Francis Mwangi Chege v Shepherd Cateringlimited [2020] KEELRC 390 (KLR)
Full Case Text
REPUBLIC OF KENYA
IN THE EMPLOYMENT AND LABOUR RELATIONS COURT
AT NAIROBI
CAUSE NO. 1418 OF 2015
(Before Hon. Justice Hellen S. Wasilwa on 1st October, 2020)
FRANCIS MWANGI CHEGE................................................CLAIMANT
VERSUS
THE SHEPHERD CATERINGLIMITED......RESPONDENT/APPLICANT
RULING
1. Pending for determination before this Court is the Respondent’s Notice of Motion Application filed in Court on 14th February, 2020. The same is filed under certificate of urgency and is brought under Order 10 Rule 11, Order 51 Rules 1 and 13 (2) of the Civil Procedure Rules, 2010, Section 1A, 1B, 3, 3A and 63 (e) of the Civil Procedure Act and all enabling provisions of the law including the Judicature Act seeking orders that:-
1. This application be certified urgent, service thereof be dispensed with and the same be heard ex-parte in the first instance (Spent);
2. The default Judgment entered herein on the 15th January, 2020 against the Respondent/Applicant and decree herein together with all consequential orders arising therefrom be reviewed and set aside and the Respondent/Applicant be allowed to defend the suit unconditionally.
3. This Honourable Court do order a stay of execution of the Judgment in default herein and Decree thereof and all consequential orders emanating therefrom be lifted pending hearing and determination of the Respondent’s Application herein.

---+---

**GIVEN EXERCISE 1:** Reproduce word for word the passage of the court ruling above that starts at the words "3. This Honourable" and ends after the words "Respondent’s Application herein.".

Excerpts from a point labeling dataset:
---+---

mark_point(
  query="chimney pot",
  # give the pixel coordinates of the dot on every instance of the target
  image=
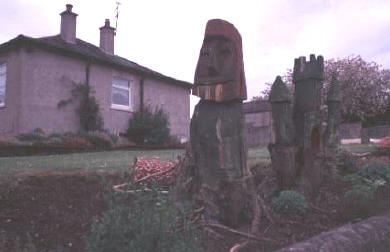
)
(68, 25)
(69, 7)
(107, 34)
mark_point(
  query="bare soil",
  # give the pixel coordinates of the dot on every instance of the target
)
(56, 210)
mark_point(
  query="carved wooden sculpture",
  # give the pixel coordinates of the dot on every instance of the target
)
(217, 139)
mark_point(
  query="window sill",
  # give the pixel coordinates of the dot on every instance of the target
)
(121, 108)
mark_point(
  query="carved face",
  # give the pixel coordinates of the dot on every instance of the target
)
(217, 62)
(219, 74)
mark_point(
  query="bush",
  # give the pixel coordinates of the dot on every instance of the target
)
(98, 139)
(346, 161)
(357, 201)
(88, 108)
(148, 127)
(150, 224)
(364, 183)
(290, 202)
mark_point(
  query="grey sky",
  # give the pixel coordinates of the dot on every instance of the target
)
(166, 35)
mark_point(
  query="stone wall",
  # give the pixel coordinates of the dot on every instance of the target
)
(372, 234)
(258, 127)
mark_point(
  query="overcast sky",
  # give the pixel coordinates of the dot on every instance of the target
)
(166, 36)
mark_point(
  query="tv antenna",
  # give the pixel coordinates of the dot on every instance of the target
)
(117, 15)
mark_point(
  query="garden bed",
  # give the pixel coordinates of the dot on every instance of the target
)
(56, 210)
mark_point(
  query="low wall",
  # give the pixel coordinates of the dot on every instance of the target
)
(350, 130)
(257, 136)
(372, 234)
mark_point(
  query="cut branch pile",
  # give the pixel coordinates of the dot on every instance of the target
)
(155, 170)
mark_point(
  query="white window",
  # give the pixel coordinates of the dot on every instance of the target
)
(3, 77)
(121, 95)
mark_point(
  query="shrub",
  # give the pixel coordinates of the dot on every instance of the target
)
(150, 224)
(98, 139)
(346, 161)
(364, 183)
(290, 202)
(148, 127)
(88, 108)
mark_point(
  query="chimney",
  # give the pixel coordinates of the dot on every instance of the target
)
(68, 24)
(107, 34)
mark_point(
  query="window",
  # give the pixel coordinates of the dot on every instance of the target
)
(3, 77)
(120, 94)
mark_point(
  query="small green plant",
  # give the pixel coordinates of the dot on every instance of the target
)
(148, 127)
(290, 202)
(357, 201)
(149, 223)
(88, 108)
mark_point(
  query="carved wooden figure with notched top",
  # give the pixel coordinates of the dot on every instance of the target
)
(217, 135)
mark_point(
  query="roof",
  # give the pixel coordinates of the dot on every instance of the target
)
(89, 52)
(256, 106)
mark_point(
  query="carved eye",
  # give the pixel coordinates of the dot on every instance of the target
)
(204, 53)
(225, 51)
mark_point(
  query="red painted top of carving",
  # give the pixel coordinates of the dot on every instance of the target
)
(219, 27)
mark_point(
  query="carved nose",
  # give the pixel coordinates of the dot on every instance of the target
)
(212, 71)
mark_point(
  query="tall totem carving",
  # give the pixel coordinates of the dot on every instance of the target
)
(300, 145)
(217, 125)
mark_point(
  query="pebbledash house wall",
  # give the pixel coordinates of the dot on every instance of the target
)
(9, 114)
(37, 80)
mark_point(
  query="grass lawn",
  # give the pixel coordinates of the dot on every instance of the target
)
(106, 160)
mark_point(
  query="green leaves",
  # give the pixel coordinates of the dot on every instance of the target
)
(290, 202)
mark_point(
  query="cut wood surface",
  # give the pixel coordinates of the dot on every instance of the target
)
(372, 234)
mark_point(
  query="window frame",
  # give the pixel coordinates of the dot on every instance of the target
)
(3, 64)
(128, 89)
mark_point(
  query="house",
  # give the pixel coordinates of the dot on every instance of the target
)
(37, 73)
(258, 123)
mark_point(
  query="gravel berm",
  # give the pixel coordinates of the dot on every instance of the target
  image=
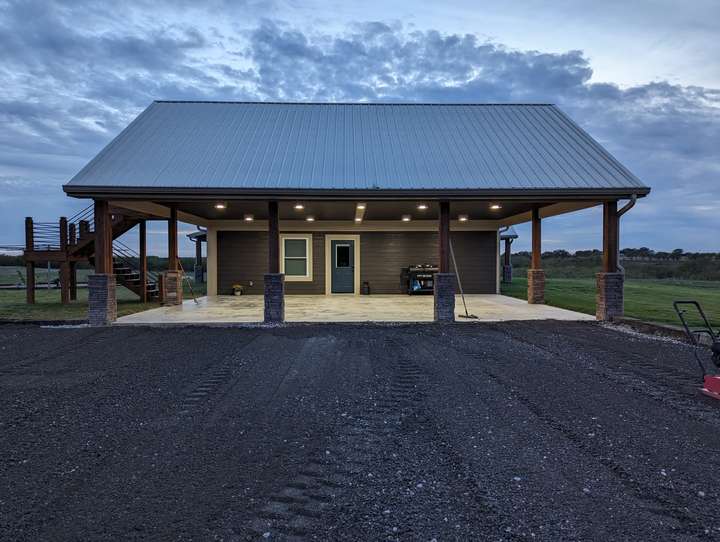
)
(513, 431)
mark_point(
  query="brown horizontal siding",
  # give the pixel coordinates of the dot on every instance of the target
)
(383, 255)
(243, 257)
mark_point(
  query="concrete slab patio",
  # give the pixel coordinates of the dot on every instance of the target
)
(375, 308)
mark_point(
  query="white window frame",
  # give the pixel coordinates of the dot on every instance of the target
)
(308, 253)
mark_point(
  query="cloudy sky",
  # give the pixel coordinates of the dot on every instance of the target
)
(642, 77)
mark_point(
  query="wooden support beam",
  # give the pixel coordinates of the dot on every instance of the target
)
(63, 234)
(172, 239)
(198, 253)
(611, 237)
(73, 280)
(65, 282)
(273, 237)
(142, 264)
(444, 237)
(103, 239)
(29, 266)
(536, 239)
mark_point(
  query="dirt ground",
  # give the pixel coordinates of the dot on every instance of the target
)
(513, 431)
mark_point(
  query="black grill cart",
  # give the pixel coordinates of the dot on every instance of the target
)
(420, 278)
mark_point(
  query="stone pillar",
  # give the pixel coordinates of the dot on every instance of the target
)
(536, 286)
(444, 297)
(507, 274)
(173, 288)
(274, 298)
(610, 303)
(102, 303)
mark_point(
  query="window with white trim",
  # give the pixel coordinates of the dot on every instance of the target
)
(296, 257)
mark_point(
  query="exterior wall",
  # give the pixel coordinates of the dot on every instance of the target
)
(242, 258)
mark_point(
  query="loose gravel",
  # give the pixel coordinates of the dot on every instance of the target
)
(514, 431)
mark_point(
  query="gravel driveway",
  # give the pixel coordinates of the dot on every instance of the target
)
(514, 431)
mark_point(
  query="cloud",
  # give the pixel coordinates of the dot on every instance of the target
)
(78, 73)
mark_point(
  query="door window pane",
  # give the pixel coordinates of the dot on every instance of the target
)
(342, 256)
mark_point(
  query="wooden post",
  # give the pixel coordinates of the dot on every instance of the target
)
(142, 264)
(273, 237)
(29, 266)
(536, 239)
(611, 237)
(73, 281)
(64, 265)
(172, 239)
(274, 281)
(444, 237)
(536, 275)
(103, 239)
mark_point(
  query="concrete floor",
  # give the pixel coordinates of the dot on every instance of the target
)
(338, 308)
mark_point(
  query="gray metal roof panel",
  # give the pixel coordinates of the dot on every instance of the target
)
(243, 145)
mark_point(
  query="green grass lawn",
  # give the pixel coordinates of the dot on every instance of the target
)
(48, 307)
(645, 299)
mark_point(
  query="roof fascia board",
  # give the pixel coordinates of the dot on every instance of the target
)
(179, 194)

---+---

**GIVEN EXERCISE 2:** Please state how many lines in the rows above contain the string "gravel", and reply with the number only.

**PROBLEM SOLUTION 1:**
3. This Honourable Court do order a stay of execution of the Judgment in default herein and Decree thereof and all consequential orders emanating therefrom be lifted pending hearing and determination of the Respondent’s Application herein.

**PROBLEM SOLUTION 2:** 3